** Input data follows **
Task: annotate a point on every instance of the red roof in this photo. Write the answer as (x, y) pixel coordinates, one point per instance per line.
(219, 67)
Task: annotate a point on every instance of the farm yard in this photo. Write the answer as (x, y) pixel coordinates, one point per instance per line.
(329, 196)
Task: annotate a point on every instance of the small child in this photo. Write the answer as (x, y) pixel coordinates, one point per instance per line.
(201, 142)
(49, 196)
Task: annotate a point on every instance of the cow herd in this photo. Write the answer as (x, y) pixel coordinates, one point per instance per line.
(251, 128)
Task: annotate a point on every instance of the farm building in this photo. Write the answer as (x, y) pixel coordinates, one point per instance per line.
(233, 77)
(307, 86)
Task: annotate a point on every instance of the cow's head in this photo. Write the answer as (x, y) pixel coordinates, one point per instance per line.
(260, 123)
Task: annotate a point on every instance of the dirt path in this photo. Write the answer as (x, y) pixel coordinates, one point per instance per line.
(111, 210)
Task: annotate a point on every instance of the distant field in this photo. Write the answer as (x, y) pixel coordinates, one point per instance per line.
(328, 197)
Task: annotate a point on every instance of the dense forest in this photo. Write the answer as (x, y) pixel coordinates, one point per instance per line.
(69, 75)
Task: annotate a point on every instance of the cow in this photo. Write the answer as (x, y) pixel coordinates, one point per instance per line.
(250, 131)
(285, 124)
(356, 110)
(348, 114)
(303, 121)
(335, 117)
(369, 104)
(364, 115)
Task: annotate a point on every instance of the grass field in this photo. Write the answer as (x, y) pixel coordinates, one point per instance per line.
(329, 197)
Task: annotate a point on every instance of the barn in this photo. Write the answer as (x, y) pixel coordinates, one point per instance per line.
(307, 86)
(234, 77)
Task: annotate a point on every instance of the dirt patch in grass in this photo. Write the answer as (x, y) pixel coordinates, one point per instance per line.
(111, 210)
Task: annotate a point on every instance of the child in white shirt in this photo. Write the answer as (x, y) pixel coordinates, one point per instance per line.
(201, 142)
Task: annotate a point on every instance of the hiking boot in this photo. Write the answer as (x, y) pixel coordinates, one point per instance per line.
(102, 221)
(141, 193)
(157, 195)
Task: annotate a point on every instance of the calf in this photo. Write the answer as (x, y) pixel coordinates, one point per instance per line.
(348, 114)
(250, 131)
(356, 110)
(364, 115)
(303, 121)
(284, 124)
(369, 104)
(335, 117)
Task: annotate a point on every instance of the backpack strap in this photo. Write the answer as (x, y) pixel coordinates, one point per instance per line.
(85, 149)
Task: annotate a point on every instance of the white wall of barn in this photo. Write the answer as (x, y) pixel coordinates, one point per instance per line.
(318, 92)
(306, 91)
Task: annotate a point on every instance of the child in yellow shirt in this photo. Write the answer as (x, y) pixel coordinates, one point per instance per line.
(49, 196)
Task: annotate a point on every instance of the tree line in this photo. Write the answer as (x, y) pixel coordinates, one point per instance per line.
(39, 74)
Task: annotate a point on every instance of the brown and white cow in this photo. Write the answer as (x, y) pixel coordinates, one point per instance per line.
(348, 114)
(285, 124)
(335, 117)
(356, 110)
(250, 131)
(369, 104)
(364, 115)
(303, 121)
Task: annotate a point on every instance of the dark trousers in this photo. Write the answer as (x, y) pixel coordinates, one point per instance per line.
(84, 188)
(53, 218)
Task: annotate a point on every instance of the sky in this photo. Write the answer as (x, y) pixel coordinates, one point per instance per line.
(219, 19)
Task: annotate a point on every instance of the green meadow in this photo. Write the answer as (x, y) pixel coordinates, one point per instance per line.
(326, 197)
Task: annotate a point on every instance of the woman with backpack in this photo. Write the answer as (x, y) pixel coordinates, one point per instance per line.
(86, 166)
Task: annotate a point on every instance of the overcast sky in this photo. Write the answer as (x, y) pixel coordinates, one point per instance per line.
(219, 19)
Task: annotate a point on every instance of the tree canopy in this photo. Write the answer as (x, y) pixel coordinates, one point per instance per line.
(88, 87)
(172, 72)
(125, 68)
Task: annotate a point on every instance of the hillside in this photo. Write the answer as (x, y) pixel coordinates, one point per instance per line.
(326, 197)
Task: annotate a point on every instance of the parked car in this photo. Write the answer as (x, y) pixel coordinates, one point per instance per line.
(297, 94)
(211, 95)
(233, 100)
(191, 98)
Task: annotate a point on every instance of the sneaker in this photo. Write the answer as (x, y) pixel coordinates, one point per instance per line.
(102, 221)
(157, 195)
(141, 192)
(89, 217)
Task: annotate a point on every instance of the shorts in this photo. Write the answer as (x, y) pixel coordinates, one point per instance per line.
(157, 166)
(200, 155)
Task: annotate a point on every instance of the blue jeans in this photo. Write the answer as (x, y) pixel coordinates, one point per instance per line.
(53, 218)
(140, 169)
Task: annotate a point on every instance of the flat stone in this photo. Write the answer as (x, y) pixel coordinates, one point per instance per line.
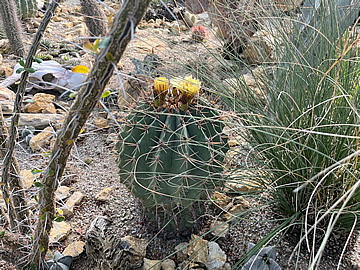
(151, 264)
(39, 141)
(138, 245)
(42, 103)
(62, 193)
(219, 228)
(27, 178)
(38, 120)
(74, 249)
(74, 199)
(104, 195)
(216, 258)
(198, 249)
(59, 232)
(244, 181)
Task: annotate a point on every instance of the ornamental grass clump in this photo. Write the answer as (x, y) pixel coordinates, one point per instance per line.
(307, 133)
(299, 115)
(171, 152)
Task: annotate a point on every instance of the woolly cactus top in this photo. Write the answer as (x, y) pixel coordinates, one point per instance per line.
(176, 93)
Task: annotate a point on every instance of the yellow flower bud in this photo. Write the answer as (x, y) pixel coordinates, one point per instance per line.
(161, 84)
(191, 86)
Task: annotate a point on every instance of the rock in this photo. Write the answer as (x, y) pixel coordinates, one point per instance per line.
(108, 251)
(104, 195)
(219, 228)
(101, 122)
(176, 29)
(220, 199)
(27, 178)
(226, 266)
(198, 249)
(183, 27)
(138, 245)
(181, 251)
(38, 121)
(189, 19)
(74, 249)
(74, 199)
(197, 6)
(168, 264)
(39, 141)
(133, 89)
(236, 210)
(263, 259)
(42, 103)
(62, 193)
(152, 264)
(216, 258)
(244, 181)
(58, 232)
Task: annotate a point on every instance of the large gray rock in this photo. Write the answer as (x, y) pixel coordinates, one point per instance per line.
(107, 251)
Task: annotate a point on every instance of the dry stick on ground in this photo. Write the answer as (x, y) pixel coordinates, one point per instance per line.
(14, 185)
(119, 36)
(12, 26)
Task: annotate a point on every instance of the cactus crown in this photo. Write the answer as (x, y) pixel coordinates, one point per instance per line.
(171, 152)
(177, 93)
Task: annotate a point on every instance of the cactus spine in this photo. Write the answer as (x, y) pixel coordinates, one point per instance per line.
(12, 26)
(170, 158)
** End of Input data **
# Exercise aim
Only the text of the records above, copied exactly, should be returned; the pictures stay out.

# Response box
Task: annotate a point on every instance of the red roof in this photo. Write the answer as (x, y) pixel coordinates, one point per instance per line.
(219, 67)
Task: annotate a point on every instance of the farm yard in this photo. Write the answer as (x, y) pixel coordinates, one point per instance per line.
(329, 196)
Task: annotate a point on every instance of the small child in this photo. Write the answer as (x, y) pixel coordinates, one point per instance per line.
(201, 142)
(49, 196)
Task: annotate a point on every instance of the cow herd in this photo. Write the answer as (x, y) pixel coordinates, one point per instance per line.
(251, 128)
Task: annotate a point on every instance of the farm building in this photo. Write the answer as (x, y) pixel coordinates, one point per instance per line.
(233, 77)
(307, 86)
Task: annotate a point on every instance of the cow's head in this photo. Write the answer as (x, y) pixel coordinates, one point per instance per line.
(260, 123)
Task: annotate a point on every instance of the dirt path in this photo. Write the answer as (x, y) pixel coordinates, one point per instance per line.
(111, 210)
Task: annotate a point on every instance of the distant field in this photo. Write the answer as (x, y) pixel coordinates, one point per instance per line.
(328, 197)
Task: annotate a point on every instance of the dense forest in this photo. Write the answer as (x, y) pixel coordinates, one point per instance per line.
(69, 75)
Task: annotate a point on every instance of the cow in this photo. Write the answer as (x, y) pixel coordinates, one point per instance per line.
(250, 131)
(285, 124)
(356, 110)
(348, 114)
(303, 121)
(335, 117)
(369, 104)
(364, 115)
Task: annotate a point on every instance of the grass field in this photo. Write the answer as (x, y) pixel coordinates, one point per instance per line.
(329, 197)
Task: annotate a point on every instance of the barn in this photo. Write the answer as (x, y) pixel coordinates, one point per instance per line.
(307, 86)
(234, 77)
Task: annotate a point on every instance of the dirt patch in grass in this photo. Write the answer as (x, y) pixel coordinates, one point per instance per line.
(111, 210)
Task: annotate a point on every instance of the child in white shirt in this photo. Write the answer as (x, y) pixel coordinates, one point per instance per line.
(201, 142)
Task: annotate a point on every instance of the hiking boot in this photo. Write the answer as (x, y) pixel coordinates, one point per instance per line.
(102, 221)
(141, 193)
(157, 195)
Task: annotate a point on every instance of the calf in this photo. Write the answer as (x, y) pixel coordinates, one point per instance per line.
(348, 114)
(250, 131)
(356, 110)
(364, 115)
(303, 121)
(284, 124)
(369, 104)
(335, 117)
Task: annotate a point on every instance of the backpack strap in this photo. Write the answer as (x, y) pixel coordinates, one point per instance per line.
(85, 149)
Task: annotate a point on every instance of the white wall of barn in this photo. Write the answer as (x, y) pixel coordinates, one point per instance per line.
(318, 92)
(306, 91)
Task: annotate a point on every instance of the child in yellow shirt in this photo. Write the answer as (x, y) pixel coordinates, one point per instance per line.
(49, 196)
Task: annotate a point on every instance of the tree line in this photo. Write the answer as (x, y) pixel coordinates, one point per instance per line.
(39, 74)
Task: annotate a point on every instance of the brown and white cow in this photo. Write the answer as (x, y) pixel coordinates, one point per instance per line.
(348, 114)
(285, 124)
(335, 117)
(356, 110)
(250, 131)
(369, 104)
(364, 115)
(303, 121)
Task: annotate a point on every instance of the dark trousers in this photo. Write the answer as (x, y) pixel coordinates, one point per instance per line.
(84, 188)
(53, 218)
Task: annotate a point on every instance of the sky in this photo. Write the answer as (x, y) pixel coordinates, one point per instance per line.
(219, 19)
Task: annotate a point on every instance of the green meadow in this photo. Write the answer as (x, y) pixel coordinates, one point per instance per line.
(326, 197)
Task: annotate a point on every instance of the woman with backpack in this photo. Write the answer as (x, y) pixel coordinates, one point per instance per line.
(86, 166)
Task: annotate a point on every instance of the overcast sky in this photo. Write the answer as (x, y) pixel coordinates, one point per instance per line.
(219, 19)
Task: annotate a point on every instance of the tree canopy in this photo. Write the answer as (x, y) pixel coordinates, one point per instance per line.
(88, 87)
(172, 72)
(125, 68)
Task: annotate a point on every instance of the hillside in this photo. Write the answer as (x, y) pixel coordinates, one point per instance per line.
(326, 197)
Task: annotate a point on every instance of the parked car in this photo. Write the answer as (x, y) pixel coordinates, one point per instance per line.
(297, 94)
(211, 95)
(233, 100)
(191, 98)
Task: annotate a point on every instance of the sneaker in this photo. Write the answer as (x, y) pixel coordinates, one point per instance per line.
(102, 221)
(157, 195)
(141, 192)
(89, 217)
Task: annotate a point on every instance of the shorts in this photo. Write the answer as (x, y) pixel coordinates, one point per instance per line.
(157, 166)
(200, 155)
Task: annotate a point on every instance of the blue jeans in this photo. Write the answer as (x, y) pixel coordinates, one point per instance per line.
(53, 218)
(140, 169)
Task: annotate a point on every instance of the flat stone in this photo. Write the answer as (x, y) pixel coordinates, one point per instance per line.
(151, 264)
(39, 141)
(138, 245)
(42, 103)
(62, 193)
(219, 228)
(27, 178)
(38, 120)
(74, 249)
(74, 199)
(104, 195)
(216, 258)
(198, 249)
(59, 232)
(244, 181)
Task: annotate a point on every instance of the ornamental grass clump in this photo. Write the answer as (x, y) pixel coordinates, one point per instance per line.
(307, 133)
(299, 115)
(171, 152)
Task: annotate a point on every instance of the woolly cactus top in this photo. Write the answer as (x, y) pixel coordinates, one point per instance per line.
(176, 93)
Task: annotate a point on every instance of the yellow flower bud in this photo. Write the answer as (x, y) pixel coordinates, one point per instance per line.
(161, 84)
(191, 86)
Task: annotate a point on every instance of the rock in this photo. Write the answer as (x, y) pixel coordinates, one point per instance per line.
(108, 251)
(104, 195)
(219, 228)
(101, 122)
(176, 29)
(220, 199)
(27, 178)
(226, 266)
(198, 249)
(183, 27)
(138, 245)
(181, 251)
(38, 121)
(189, 19)
(74, 249)
(74, 199)
(197, 6)
(168, 264)
(39, 141)
(133, 89)
(236, 210)
(263, 259)
(42, 103)
(62, 193)
(152, 264)
(216, 258)
(244, 181)
(58, 232)
Task: annotate a point on every instance of the large gray rock in this photo. Write the answer as (x, y) pixel coordinates, one point per instance per line.
(107, 251)
Task: annotate a point on every instance of the dry stick on ground in this photo. Write the answer as (x, y) pixel coordinates, one point per instance per line.
(14, 185)
(119, 36)
(12, 26)
Task: annotate a point on every instance of the cactus crown in this photo. Write the answer as (x, y) pixel coordinates, one point per instance per line.
(171, 152)
(177, 93)
Task: annotate a point on every instance of the cactus spine in this photo. Write the answer as (x, y) pixel coordinates, one point per instance per line.
(12, 26)
(170, 158)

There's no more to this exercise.